▶ **Entries shown**
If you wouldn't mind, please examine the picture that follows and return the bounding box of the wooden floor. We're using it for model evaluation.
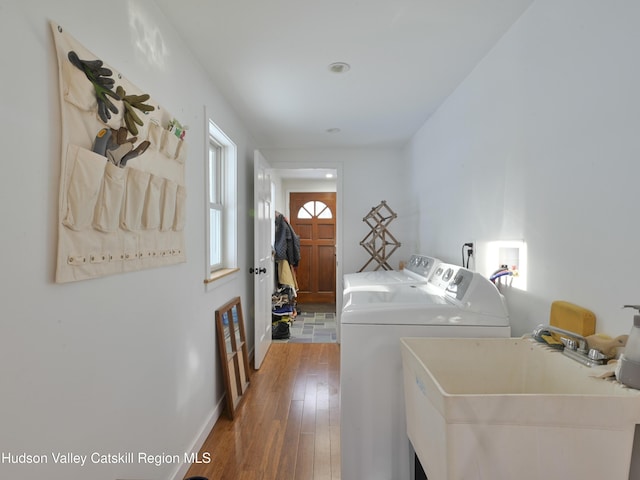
[185,343,340,480]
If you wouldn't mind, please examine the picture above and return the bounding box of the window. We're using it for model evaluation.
[298,200,333,218]
[205,117,237,279]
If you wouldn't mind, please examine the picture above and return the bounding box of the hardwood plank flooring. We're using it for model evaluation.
[185,343,340,480]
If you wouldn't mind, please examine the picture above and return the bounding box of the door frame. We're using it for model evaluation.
[270,162,344,343]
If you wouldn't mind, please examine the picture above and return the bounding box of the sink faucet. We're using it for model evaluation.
[533,324,609,367]
[533,324,588,353]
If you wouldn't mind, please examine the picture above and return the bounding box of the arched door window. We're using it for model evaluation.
[298,200,333,219]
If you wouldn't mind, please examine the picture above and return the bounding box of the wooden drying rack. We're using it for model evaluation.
[358,200,402,272]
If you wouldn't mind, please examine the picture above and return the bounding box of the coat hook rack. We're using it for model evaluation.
[358,200,402,272]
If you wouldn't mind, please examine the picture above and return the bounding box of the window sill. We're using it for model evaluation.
[204,268,240,283]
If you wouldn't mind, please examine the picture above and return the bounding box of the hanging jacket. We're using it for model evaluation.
[274,213,300,267]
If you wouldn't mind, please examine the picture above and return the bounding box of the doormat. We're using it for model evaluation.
[273,312,337,343]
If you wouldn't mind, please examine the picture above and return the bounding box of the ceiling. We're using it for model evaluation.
[156,0,533,148]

▶ **Task to carry out**
Reproduce verbatim the stretch of rows from the line containing "doormat. We're using it for model evaluation." through the final line of the rows, with both ends included.

▶ **Final result**
If you wouldn't mind, please examine the picture above and return the bounding box of the doormat. We're using it for model evaluation.
[273,312,337,343]
If you wouldn't mind, please examine the picture above and return the bounding box of the ceiling. We're using it for model evaluation.
[156,0,533,148]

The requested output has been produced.